§ Document

_____

And Bernard Baumohl, chief global economist at the Economic Outlook Group, said the report “depicts an economy still in free fall and without a safety net anywhere in sight.”
October’s jobless rate was the highest since March 1994 and now has surpassed the 6.3 percent 2003 high after the most recent recession. The government also said job losses were worse than first reported for the preceding two months, 284,000 rather than 159,000 in September and 127,000 rather than 73,000 in August.
Many economists believe the unemployment rate will climb to 8 or 8.5 percent by the end of next year before slowly drifting downward. Some think unemployment could even hit 10 or 11 percent — if an auto company should fail.
The rate is likely to move higher even if the economy is on somewhat stronger footing by the middle of next year as some hope. That’s because companies won’t be inclined to ramp up hiring until they feel certain that a recovery has staying power.
Jared Bernstein, a labor economist with the Economic Policy Institute, noted that job losses are a “lagging” phenomenon. That is, unemployment tends to peak well after the economic shocks that cause it, and take longer to abate even after the economy recovers.
He noted that the lag has lengthened in recent business cycles, taking roughly two years after a recession for the economy to regain the lost jobs.
“Employers often wait to be sure that the economy is really tanking before laying people off in earnest. And they want to be quite sure that consumers are back before they take on other workers,” Bernstein said. “Unfortunately, that lag has gotten a lot longer in recent years.”
Joshua Shapiro, chief economist at consulting firm MFR, said another reason the unemployment rate can keep climbing — even after a recession is over — is because people tend to flock back to the labor market when they sense their job prospects might be better. “It takes (people) awhile to figure out, ‘Hey, there’s jobs out there,’ ” Shapiro said.
In the 1980-1982 recession — considered the worst since the Great Depression in terms of unemployment — the jobless rate rose as high as 10.8 percent in late 1982 just as the recession ended, before inching down.

_____

§ Supplied records
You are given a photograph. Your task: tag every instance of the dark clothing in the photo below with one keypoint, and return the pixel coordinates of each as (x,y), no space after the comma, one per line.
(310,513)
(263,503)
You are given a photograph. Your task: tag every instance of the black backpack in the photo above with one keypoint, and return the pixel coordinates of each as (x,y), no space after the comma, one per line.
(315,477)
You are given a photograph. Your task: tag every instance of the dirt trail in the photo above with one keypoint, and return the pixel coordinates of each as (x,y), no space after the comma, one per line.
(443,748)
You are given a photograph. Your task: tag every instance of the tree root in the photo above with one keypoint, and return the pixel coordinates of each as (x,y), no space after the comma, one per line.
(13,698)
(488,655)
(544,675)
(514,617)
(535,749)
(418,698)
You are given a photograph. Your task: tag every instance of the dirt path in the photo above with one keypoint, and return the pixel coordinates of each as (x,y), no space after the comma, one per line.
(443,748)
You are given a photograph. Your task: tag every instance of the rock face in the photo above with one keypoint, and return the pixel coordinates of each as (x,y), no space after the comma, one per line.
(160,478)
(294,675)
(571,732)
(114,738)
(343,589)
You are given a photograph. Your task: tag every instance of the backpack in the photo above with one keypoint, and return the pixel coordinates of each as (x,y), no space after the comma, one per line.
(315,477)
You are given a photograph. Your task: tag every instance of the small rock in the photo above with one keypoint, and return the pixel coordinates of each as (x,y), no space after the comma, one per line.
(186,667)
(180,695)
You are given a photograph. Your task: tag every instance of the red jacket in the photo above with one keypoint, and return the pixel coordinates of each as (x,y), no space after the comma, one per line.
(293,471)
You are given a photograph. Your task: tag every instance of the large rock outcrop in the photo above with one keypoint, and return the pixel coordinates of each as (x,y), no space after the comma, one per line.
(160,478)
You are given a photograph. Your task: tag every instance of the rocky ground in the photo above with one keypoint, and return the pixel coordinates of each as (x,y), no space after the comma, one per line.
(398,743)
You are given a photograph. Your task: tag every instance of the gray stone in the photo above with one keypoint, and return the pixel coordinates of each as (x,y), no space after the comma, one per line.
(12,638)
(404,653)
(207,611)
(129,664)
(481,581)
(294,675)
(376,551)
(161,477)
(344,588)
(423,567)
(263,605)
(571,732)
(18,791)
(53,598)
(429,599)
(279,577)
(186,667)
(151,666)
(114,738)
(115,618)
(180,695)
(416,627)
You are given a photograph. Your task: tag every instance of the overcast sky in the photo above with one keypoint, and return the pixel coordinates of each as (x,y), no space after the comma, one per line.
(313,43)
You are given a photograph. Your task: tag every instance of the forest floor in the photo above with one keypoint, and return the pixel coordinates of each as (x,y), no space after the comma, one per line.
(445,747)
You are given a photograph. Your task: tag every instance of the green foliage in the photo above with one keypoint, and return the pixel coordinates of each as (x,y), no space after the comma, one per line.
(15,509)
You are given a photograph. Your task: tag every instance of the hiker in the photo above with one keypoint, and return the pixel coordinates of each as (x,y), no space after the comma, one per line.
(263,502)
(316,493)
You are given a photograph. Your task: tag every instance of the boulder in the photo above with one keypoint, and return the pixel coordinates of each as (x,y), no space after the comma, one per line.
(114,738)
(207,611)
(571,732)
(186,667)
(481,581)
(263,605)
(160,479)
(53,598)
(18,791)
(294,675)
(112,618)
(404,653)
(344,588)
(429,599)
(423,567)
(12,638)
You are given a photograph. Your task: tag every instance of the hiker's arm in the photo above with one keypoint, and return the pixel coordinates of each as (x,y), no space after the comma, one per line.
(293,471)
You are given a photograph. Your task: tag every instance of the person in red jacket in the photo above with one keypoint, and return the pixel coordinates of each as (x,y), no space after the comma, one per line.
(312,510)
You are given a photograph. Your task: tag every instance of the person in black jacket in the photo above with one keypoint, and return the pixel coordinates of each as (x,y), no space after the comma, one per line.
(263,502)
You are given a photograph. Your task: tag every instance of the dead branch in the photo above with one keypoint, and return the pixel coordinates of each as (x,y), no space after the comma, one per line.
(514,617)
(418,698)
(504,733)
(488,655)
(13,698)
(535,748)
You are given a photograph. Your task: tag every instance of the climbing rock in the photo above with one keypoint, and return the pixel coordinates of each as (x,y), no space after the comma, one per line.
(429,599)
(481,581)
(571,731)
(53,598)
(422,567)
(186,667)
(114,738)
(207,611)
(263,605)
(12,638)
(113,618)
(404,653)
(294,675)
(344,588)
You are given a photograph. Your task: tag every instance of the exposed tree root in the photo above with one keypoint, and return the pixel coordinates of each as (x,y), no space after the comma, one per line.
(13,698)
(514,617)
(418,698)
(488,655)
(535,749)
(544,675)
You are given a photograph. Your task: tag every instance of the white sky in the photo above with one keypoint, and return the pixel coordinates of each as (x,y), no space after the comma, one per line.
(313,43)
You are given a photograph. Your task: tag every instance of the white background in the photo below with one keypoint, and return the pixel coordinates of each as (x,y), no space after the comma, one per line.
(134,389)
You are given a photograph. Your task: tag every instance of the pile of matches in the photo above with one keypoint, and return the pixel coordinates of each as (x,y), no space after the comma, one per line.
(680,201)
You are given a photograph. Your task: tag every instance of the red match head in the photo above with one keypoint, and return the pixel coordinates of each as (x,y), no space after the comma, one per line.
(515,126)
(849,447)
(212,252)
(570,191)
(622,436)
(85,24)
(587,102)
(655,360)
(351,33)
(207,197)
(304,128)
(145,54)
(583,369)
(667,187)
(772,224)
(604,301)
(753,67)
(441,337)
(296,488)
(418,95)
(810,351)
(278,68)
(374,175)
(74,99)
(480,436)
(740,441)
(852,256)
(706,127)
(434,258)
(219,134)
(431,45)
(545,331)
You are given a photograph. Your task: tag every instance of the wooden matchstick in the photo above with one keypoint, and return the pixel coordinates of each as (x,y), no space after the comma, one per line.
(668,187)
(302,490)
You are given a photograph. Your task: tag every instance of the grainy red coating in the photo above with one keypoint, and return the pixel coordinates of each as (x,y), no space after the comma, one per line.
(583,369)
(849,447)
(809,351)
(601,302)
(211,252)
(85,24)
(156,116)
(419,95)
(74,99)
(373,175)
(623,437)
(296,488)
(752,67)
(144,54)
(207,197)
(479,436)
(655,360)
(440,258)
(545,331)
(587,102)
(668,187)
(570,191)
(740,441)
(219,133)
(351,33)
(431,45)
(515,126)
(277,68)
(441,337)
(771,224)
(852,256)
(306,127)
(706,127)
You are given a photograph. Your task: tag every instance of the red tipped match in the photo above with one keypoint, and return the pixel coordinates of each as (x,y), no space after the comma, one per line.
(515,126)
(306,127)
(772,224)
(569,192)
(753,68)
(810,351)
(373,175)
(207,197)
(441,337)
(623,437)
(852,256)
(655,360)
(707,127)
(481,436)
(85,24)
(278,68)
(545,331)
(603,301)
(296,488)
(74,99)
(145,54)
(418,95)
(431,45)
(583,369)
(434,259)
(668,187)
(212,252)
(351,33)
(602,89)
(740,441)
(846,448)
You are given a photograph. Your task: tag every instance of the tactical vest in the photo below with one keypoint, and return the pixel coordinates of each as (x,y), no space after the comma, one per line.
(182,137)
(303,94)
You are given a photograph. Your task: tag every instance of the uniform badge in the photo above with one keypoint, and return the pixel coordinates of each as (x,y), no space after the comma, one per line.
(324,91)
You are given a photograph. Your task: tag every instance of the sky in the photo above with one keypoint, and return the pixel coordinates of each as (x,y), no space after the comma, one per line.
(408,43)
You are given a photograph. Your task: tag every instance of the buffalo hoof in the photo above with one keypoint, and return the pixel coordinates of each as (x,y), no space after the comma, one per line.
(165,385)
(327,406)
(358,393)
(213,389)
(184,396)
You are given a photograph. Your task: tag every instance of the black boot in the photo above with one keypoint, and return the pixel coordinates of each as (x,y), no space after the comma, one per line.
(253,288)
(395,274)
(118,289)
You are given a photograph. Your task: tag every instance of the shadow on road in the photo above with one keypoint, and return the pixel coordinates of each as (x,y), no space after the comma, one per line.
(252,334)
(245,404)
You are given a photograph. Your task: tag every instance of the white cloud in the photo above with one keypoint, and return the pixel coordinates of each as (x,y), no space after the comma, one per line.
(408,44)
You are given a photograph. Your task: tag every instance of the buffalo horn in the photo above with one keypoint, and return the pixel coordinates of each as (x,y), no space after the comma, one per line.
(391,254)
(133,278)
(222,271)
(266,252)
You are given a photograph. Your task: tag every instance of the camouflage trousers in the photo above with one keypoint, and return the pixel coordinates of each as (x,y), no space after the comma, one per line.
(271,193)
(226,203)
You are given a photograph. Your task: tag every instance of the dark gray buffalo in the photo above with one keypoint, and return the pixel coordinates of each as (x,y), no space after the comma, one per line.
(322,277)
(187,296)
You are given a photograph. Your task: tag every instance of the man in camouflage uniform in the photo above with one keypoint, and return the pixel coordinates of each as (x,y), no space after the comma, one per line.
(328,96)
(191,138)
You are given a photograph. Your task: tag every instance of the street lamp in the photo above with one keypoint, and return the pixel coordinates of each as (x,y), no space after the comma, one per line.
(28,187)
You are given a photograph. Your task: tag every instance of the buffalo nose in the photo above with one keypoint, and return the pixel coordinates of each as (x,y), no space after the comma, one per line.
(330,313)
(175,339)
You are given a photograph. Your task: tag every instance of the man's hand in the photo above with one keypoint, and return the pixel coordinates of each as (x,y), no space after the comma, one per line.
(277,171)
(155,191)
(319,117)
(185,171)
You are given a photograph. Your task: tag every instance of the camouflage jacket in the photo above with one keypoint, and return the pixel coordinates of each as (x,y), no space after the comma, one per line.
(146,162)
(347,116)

_____

§ Parts of the exercise
• a. Name every economist mentioned by name in the passage on unemployment.
• b. Copy from the passage on unemployment the section starting with "The rate is" and going on through "the economy recovers.".
• c. According to the passage on unemployment, how high did the jobless rate rise in late 1982?

§ Task answers
• a.
Bernard Baumohl
Jared Bernstein
Joshua Shapiro

• b.
The rate is likely to move higher even if the economy is on somewhat stronger footing by the middle of next year as some hope. That’s because companies won’t be inclined to ramp up hiring until they feel certain that a recovery has staying power.
Jared Bernstein, a labor economist with the Economic Policy Institute, noted that job losses are a “lagging” phenomenon. That is, unemployment tends to peak well after the economic shocks that cause it, and take longer to abate even after the economy recovers.

• c. It rose as high as 10.8 percent.